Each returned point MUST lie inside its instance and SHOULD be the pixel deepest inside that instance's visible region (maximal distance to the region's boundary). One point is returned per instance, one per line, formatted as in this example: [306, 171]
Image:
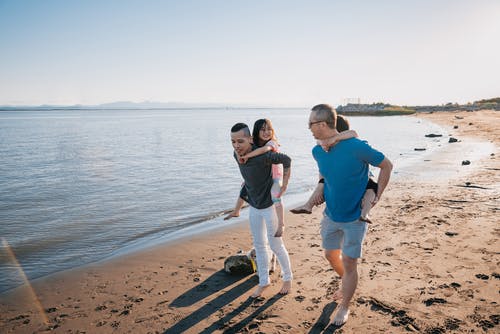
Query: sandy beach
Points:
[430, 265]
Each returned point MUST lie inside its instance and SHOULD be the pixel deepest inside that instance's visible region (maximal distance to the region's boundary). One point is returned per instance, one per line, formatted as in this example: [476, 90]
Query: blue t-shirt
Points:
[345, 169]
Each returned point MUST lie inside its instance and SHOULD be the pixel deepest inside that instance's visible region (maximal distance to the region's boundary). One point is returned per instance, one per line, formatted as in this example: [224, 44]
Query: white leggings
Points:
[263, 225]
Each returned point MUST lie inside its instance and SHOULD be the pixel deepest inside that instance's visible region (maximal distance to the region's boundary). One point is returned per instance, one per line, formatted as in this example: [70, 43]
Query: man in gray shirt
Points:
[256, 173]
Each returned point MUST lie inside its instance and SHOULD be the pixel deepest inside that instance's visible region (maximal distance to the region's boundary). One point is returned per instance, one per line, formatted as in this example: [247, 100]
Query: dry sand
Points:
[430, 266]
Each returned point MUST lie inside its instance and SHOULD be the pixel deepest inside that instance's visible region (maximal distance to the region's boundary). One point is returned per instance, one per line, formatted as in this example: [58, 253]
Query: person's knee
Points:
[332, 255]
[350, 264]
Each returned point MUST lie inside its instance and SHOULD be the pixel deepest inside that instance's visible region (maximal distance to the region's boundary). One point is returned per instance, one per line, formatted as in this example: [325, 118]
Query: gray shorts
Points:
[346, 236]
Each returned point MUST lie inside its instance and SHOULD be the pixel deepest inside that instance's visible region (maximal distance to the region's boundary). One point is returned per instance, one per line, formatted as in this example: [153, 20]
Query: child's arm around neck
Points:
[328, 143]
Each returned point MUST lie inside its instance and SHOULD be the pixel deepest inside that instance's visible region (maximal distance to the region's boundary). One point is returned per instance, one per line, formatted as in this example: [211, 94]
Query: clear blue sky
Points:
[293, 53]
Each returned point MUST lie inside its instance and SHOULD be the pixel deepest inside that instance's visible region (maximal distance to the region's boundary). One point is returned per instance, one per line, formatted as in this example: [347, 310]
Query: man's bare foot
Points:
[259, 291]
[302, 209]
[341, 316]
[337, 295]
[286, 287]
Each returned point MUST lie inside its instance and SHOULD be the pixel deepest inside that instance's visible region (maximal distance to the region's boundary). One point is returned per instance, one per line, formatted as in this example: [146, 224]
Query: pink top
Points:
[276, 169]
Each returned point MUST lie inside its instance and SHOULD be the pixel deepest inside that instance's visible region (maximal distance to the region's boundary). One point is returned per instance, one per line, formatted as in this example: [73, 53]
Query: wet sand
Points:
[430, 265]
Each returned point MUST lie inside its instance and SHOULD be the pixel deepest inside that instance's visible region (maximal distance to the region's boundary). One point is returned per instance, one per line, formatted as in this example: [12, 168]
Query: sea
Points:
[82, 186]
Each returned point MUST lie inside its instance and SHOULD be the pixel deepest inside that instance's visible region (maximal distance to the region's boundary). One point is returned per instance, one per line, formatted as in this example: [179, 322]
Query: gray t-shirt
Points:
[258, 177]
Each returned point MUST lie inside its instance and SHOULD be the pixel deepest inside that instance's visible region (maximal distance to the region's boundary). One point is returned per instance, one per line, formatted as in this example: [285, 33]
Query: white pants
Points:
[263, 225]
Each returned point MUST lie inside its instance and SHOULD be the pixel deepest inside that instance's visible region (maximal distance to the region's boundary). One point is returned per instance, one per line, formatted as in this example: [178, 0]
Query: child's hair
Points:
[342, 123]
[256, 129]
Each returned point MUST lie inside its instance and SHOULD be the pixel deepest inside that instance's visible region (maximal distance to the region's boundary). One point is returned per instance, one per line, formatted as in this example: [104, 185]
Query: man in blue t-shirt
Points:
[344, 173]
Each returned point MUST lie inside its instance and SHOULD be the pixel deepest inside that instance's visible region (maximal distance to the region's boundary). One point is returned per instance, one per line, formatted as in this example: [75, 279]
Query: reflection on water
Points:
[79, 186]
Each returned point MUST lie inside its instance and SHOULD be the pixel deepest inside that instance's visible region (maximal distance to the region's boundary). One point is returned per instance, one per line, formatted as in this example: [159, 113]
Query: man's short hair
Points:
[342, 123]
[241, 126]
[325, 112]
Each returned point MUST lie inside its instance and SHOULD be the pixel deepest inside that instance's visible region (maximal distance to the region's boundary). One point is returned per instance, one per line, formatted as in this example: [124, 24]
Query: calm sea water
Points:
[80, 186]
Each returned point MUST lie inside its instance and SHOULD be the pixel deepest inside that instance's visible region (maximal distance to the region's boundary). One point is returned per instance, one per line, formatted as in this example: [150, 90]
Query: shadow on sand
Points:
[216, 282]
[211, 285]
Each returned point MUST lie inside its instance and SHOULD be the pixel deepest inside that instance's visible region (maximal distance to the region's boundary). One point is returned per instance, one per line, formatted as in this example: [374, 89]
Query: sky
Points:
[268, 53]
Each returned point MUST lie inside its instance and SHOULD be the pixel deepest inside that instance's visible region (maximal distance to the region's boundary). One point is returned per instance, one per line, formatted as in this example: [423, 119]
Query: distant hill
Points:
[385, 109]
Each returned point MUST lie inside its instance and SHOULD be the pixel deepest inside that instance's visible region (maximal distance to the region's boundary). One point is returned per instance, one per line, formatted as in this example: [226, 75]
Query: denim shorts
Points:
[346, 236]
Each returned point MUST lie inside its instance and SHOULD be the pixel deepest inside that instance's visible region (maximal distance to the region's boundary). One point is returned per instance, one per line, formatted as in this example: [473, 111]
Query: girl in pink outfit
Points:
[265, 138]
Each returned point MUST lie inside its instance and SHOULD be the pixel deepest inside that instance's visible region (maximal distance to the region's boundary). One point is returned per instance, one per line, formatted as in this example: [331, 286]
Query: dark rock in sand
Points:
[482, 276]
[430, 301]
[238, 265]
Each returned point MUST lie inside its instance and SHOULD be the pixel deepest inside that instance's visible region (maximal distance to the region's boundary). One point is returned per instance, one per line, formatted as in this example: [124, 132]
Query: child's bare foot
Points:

■ **Exercise aim**:
Write out all of the records above. Keep them exact and leave out the pictures.

■ **Exercise result**:
Each returned point MUST lie inside its instance and SHOULD be the pixel deepest inside that instance's visible region (maximal distance to the region's boundary). One point is returned per instance, one per line, formatted as in this example: [306, 171]
Image:
Query: sandy beach
Points:
[430, 265]
Each returned point MUST lie inside its instance and SHOULD be the pixel deepest inside that instance's visible region (maximal distance to the region's boundary). One point is returned per instance, one per line, formatted as in this example: [476, 90]
Query: blue t-shirt
Points:
[345, 169]
Each returned point MUST lie inside its instance and SHOULD be the pixel deepest inside that instance's visible region (maximal distance to the region's boundary). One point is returned per instance, one per line, formatted as in this example: [224, 44]
Query: white leggings
Points:
[263, 225]
Each returned point MUST lie inside its instance and SHOULD be the pixel deepest inside that instance's visible region (maximal distance to the region's boundary). One point is returned per instance, one per line, formatted as in this example: [70, 43]
Query: man in gray shirt
Points:
[256, 173]
Each returned point MUST lie inside its instance and SHOULD be the pixel deepest inside that instance's visible region (maximal distance to the region's boundary). One point is returned per instance, one per line, formatted as in this example: [247, 100]
Query: dry sand
Points:
[430, 266]
Each returned point MUST lie inside its instance and SHOULD be the pixel deepest inside that instance's visible region (maximal distance to the region's boundary). One point is returned per instance, one per line, formatted as in this example: [58, 253]
Query: person's knee
Points:
[332, 255]
[350, 264]
Each returned point MUST lie inside its instance and SHOULD be the pixel deepest inside that instance's visible region (maximal distance to the region's boundary). One point is returned per instance, one per line, formatted as in this example: [325, 118]
Query: gray shorts
Points:
[346, 236]
Each returned point MUST lie inside its instance and SHOULD be the pixel deepest inside that instance's visible region (maximal distance to the region's boundary). One point is returned per instance, one per line, formatted as in this example: [153, 20]
Query: child's arm around neck
Points:
[328, 143]
Each returned point MUST lie inside its instance and SHOULD be the pixel deepest inside that instance's visible region (maximal distance to the region's boundary). One point is returned per instance, one per line, formatted as in this example: [211, 94]
Query: clear blue sky
Points:
[293, 53]
Each returned point MUST lie inside its instance and SHOULD be the pixel deepest inside that instance's visible region (maximal distance to the region's boundary). One point is returned per instance, one per line, formatted as in this example: [347, 310]
Query: man's bare foot
Points:
[259, 291]
[302, 209]
[341, 316]
[337, 295]
[286, 287]
Each returned point MUST lie inside its instance and SHOULD be the pixel deepest inside that instance's visible region (maximal distance to the region's boundary). One point is returned per instance, one per line, formatted as in this example: [146, 224]
Query: pink top
Points:
[276, 169]
Each returned point MUST lie inside its instance and SHOULD be the pixel deepest inside that instance's visible region (maximal distance to the region's boundary). One point is returned per instance, one per line, formatted as in this example: [73, 53]
Query: wet sand
Points:
[430, 265]
Each returned point MUST lie inside its instance and SHOULD be the pixel deepest inside that instance's visible region (maximal distance to the region's boundary). One point is returned per instance, one per line, formatted as in this example: [12, 168]
Query: sea
Points:
[82, 186]
Each returned point MUST lie inside its instance and SHOULD be the pixel deepest inside that instance's visible region (maximal distance to the region's boundary). One point is returned per instance, one per line, formatted as in this example: [179, 322]
Query: gray t-shirt
Points:
[258, 177]
Each returned point MUST lie inside its instance and SHOULD be the pixel deepest inside that instance's visible region (maximal distance to the region's boundary). One point is returned per instance, one per line, formatted as in this example: [285, 33]
Query: white pants
Points:
[263, 225]
Each returned point MUST lie inside its instance and SHOULD be the pixel deepest inside that instance's visible region (maximal distance to the region's boundary). One point is returned per instance, one per line, formatted as in this example: [178, 0]
Query: child's hair
Points:
[342, 123]
[256, 129]
Each returned point MUST lie inside its instance and SHOULD be the pixel deepest inside that instance's visible region (maximal distance to the region's boundary). One point is returned per instance, one per line, formatted as in this example: [104, 185]
Query: man in blue t-shirt
Points:
[344, 173]
Each returned point MUST lie inside its instance and SHOULD be the pixel deepest inside that instance's visible region (maximal distance to the region's boundary). One point is returned per instance, one per line, formatted as in this example: [75, 279]
Query: reflection on water
Points:
[79, 186]
Each returned point MUST lie inside its instance and SHOULD be the pixel deepest inside that instance's visible region (maximal distance to the region's boundary). One point is returned per instance, one per line, formatted as in this example: [159, 113]
Query: man's short hair
Points:
[342, 123]
[241, 126]
[325, 112]
Each returned point MUST lie inside its instance and SHOULD be the pixel deepest inside that instance's visible region (maximal distance to the region's boundary). One point is returned per instance, one per line, formatted as in this example: [124, 24]
Query: calm sea water
Points:
[80, 186]
Each returned point MUST lie inside its instance and SHOULD be the pixel deepest inside that instance's visible region (maximal distance to the region's boundary). One point is returned per instance, one per line, formatted as in this example: [150, 90]
Query: shadow on sand
Points:
[216, 282]
[211, 285]
Each returned point MUST lie inside its instance and SHOULD be the pixel deepest inside that instance's visible region (maximal distance to the region's boundary). One point is returned per instance, one per line, formatted as in this example: [374, 89]
Query: sky
Points:
[268, 53]
Each returned point MUST lie inside its instance and SHOULD be the pixel deepest inside that instance's visible region (maximal distance to the region's boundary). One point is returned per instance, one per line, formatted as in this example: [423, 119]
Query: distant hill
Points:
[385, 109]
Each returned point MUST lie inside its instance and SHOULD be the pixel deepest inside that instance's visible region (maximal distance to the region's boundary). One point is returned per instance, one per line, formatted as in this example: [226, 75]
Query: denim shorts
Points:
[346, 236]
Each returned point MUST lie inside its instance and SHOULD be the pixel deepest inside that instance's visible region (maximal distance to the region's boundary). One point is returned per instance, one per line, formatted as in this example: [473, 111]
Query: girl in pink outfit
Points:
[265, 138]
Each returned point MUST lie inside its instance and SHOULD be the pixel deepest inside that instance's visible region (maximal distance to the region's boundary). One point is returned per instance, one per line, formatted as in this example: [331, 286]
Query: dark rock in sand
Points:
[482, 276]
[430, 301]
[238, 265]
Each returned point MUST lie inside its instance and SHOULD be the pixel deepest inside that instance's visible region (maximal distance to the region's boundary). One point is returned per instance, one per line, formatted as in this example: [124, 132]
Query: child's bare foot
Points:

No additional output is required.